:: Provided text ::

Source: Guernicamag.com

Friday, August 17, 2012

http://www.zcommunications.org/life-under-lockdown-by-jamal-mahjoub

As we pass under the “Welcome to Gaza” sign, a ripple of excitement goes through the bus and everyone grabs their telephones to record the moment. After three hours spent killing time at the Rafah Border Crossing while the Egyptian officials decided whether they would allow us through (the Egyptian Ministry of Interior didn’t grant us permission to travel to Gaza until the day before our scheduled departure) and eight hours of driving from Cairo, it feels like a victory to have made it through at all. Two writers from our group were refused entry and have had to drive back to Cairo to find the necessary papers. All of us were aware when we agreed to come that there was a strong possibility that we might not be allowed into Gaza at all. This was my third trip with PalFest, the literary roadshow that began in 2008 with a journey to the West Bank. The aim of the Palestine Literary Festival is to break the isolation of ordinary Palestinians, to make contact through cultural events, readings, recitals, and workshops.

:::
:: The input ::

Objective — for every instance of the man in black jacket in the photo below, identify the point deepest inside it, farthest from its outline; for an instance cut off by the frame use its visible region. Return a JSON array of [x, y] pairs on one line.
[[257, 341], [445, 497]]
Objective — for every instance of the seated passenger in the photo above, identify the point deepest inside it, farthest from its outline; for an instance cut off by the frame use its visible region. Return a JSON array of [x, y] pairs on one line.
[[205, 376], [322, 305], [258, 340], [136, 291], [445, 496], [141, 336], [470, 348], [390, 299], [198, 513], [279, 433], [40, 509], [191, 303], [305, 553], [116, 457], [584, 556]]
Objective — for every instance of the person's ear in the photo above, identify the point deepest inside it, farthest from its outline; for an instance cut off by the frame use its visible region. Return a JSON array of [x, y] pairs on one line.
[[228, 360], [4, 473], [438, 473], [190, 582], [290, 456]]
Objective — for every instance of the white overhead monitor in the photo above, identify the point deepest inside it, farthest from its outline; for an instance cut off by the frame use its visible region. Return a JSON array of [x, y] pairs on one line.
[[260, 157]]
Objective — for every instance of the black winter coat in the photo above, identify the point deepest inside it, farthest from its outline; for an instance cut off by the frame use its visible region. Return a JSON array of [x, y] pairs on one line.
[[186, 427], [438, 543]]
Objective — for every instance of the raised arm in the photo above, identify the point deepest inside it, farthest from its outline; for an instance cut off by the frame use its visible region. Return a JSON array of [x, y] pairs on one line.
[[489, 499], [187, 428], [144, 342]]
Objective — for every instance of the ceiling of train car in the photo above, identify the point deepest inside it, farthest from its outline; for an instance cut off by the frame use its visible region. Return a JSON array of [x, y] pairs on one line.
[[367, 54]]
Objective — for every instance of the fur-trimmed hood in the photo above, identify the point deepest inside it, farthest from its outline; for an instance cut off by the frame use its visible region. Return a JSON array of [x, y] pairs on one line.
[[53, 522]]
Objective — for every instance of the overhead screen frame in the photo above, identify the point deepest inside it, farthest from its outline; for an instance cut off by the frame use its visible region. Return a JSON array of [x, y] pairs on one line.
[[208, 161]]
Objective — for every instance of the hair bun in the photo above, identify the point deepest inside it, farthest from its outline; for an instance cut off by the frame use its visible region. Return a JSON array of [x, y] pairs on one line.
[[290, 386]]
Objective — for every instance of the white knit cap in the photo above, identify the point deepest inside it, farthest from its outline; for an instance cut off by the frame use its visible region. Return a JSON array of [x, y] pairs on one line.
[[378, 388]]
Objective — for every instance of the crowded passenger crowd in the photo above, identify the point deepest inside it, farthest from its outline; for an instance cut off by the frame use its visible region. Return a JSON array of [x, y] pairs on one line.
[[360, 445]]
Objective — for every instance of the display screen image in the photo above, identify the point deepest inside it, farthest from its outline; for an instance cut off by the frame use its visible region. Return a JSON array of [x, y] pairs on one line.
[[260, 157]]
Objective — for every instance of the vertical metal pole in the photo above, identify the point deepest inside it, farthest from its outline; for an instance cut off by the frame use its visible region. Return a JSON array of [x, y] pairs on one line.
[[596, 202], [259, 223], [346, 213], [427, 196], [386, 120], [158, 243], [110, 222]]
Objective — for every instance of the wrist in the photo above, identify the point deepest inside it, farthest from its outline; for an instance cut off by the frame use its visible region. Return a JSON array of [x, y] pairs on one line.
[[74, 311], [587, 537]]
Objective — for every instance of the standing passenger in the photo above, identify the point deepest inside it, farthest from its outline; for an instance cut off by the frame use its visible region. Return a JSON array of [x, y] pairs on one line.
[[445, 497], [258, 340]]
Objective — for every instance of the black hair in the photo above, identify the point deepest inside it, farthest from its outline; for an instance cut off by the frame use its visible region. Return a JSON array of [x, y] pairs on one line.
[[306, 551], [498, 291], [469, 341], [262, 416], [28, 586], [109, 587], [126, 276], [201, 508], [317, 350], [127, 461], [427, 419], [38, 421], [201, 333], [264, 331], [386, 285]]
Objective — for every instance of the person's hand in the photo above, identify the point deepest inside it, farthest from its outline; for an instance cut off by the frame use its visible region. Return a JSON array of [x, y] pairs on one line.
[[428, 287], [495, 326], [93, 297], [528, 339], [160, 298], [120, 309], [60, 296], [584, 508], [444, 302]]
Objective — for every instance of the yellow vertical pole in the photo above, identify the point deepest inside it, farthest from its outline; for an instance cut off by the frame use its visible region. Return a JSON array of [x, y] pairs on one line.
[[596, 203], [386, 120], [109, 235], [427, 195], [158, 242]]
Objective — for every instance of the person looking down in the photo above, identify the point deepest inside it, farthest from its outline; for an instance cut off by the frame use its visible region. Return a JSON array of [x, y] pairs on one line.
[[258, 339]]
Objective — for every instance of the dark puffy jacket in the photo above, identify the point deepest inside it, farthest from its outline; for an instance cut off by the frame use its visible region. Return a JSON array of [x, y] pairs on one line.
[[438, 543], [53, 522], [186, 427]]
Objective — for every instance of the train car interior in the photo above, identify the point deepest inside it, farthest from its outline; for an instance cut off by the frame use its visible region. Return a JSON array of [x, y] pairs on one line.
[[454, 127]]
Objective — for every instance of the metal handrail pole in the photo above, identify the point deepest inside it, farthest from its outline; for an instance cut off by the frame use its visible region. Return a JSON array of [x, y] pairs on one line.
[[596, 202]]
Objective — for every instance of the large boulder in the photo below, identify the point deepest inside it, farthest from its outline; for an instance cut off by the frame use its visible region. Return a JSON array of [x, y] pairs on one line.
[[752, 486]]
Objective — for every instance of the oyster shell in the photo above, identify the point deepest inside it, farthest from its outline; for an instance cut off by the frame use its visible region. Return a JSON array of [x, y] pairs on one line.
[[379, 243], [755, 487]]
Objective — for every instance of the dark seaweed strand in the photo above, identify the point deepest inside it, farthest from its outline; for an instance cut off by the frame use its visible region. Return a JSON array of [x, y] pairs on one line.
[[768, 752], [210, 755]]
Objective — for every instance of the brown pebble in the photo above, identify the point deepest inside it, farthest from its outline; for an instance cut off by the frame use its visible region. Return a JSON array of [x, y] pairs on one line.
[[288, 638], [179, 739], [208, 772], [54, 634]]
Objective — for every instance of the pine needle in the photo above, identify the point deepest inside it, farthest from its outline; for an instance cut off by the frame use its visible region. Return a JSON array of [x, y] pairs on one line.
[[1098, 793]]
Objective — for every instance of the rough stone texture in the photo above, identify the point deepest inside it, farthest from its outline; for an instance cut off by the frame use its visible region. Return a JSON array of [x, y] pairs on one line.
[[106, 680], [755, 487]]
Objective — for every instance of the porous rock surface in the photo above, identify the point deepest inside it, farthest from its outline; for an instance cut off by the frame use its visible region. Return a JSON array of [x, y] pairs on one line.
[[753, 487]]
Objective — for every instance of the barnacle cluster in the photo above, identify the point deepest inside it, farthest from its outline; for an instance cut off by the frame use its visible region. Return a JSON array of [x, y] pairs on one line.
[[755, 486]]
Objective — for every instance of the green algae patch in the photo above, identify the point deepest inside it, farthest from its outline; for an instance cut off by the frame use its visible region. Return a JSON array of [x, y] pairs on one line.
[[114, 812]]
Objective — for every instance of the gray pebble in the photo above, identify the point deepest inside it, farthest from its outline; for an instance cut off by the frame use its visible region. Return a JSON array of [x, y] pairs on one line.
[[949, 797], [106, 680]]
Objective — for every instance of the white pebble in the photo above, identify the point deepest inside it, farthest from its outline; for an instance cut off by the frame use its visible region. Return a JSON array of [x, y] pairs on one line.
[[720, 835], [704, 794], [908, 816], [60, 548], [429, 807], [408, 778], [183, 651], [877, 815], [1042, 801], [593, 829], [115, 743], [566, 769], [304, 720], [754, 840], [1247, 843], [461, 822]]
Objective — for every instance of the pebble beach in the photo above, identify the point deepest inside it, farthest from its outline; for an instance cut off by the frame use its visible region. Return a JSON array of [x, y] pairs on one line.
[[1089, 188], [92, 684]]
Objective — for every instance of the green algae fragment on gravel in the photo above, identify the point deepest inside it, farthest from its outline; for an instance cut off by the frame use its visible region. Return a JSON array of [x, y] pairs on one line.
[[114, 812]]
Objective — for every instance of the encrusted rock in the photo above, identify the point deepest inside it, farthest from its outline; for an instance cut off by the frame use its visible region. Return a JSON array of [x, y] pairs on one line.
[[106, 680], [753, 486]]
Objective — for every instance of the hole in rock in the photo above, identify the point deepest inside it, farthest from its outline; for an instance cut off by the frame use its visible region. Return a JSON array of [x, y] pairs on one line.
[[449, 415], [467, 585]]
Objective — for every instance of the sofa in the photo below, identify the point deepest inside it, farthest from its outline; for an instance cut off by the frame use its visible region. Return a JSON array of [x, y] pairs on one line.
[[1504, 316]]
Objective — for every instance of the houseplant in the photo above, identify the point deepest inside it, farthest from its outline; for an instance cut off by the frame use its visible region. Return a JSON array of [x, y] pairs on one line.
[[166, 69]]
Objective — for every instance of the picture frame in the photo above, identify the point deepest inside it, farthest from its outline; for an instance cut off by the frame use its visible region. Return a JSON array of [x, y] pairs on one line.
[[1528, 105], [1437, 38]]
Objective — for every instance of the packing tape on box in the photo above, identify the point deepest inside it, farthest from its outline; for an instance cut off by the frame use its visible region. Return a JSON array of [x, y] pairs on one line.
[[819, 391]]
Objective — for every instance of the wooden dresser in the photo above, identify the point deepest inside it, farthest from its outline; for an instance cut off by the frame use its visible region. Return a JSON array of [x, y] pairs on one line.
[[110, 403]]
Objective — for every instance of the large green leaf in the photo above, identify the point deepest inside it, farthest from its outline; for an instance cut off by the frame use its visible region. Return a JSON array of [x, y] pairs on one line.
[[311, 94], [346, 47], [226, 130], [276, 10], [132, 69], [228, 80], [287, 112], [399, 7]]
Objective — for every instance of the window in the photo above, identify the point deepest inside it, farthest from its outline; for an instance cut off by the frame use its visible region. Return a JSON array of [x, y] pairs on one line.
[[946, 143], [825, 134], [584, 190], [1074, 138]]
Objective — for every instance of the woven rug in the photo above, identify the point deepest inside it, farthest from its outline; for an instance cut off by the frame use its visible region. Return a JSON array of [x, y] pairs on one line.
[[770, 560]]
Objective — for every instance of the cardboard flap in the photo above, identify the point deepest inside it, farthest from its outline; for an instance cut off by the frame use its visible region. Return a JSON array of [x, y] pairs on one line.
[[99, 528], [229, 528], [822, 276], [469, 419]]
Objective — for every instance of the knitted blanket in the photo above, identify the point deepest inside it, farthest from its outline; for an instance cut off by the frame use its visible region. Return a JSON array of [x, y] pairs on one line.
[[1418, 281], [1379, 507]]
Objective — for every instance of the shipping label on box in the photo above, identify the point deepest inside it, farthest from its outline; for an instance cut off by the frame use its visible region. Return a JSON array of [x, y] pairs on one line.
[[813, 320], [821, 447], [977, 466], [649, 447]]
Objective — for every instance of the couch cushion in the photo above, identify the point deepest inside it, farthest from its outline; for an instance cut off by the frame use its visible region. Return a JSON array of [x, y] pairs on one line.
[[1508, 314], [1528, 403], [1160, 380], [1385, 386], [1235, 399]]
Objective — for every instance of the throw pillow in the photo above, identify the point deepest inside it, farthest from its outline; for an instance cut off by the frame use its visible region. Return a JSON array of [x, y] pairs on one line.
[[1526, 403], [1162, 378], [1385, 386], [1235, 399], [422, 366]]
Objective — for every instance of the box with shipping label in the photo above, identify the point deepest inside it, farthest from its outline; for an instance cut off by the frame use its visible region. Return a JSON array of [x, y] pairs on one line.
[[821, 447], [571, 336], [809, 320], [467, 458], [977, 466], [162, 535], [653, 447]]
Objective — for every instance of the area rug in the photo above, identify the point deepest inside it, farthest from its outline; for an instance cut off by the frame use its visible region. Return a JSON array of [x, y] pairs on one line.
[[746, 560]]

:::

▶ Set task 1:
According to the Gaza trip passage, in what year did PalFest begin, and where did it first travel?
▶ Set task 2:
Output the listing as a Markdown table with the columns Row and Line, starting with the line containing "Objective — for every instance of the area" and going on through the final line of the listing, with blank lines left out.
The Gaza trip passage and the listing were taken from unrelated sources.

▶ Right answer 1:
PalFest began in 2008 with a journey to the West Bank.

▶ Right answer 2:
| Row | Line |
|---|---|
| 1 | Objective — for every instance of the area rug in the photo above, identify the point deepest inside it, farthest from its outline; for an instance cut off by the frame use its visible region. Return a JSON array of [x, y] pairs on one line. |
| 2 | [[746, 560]] |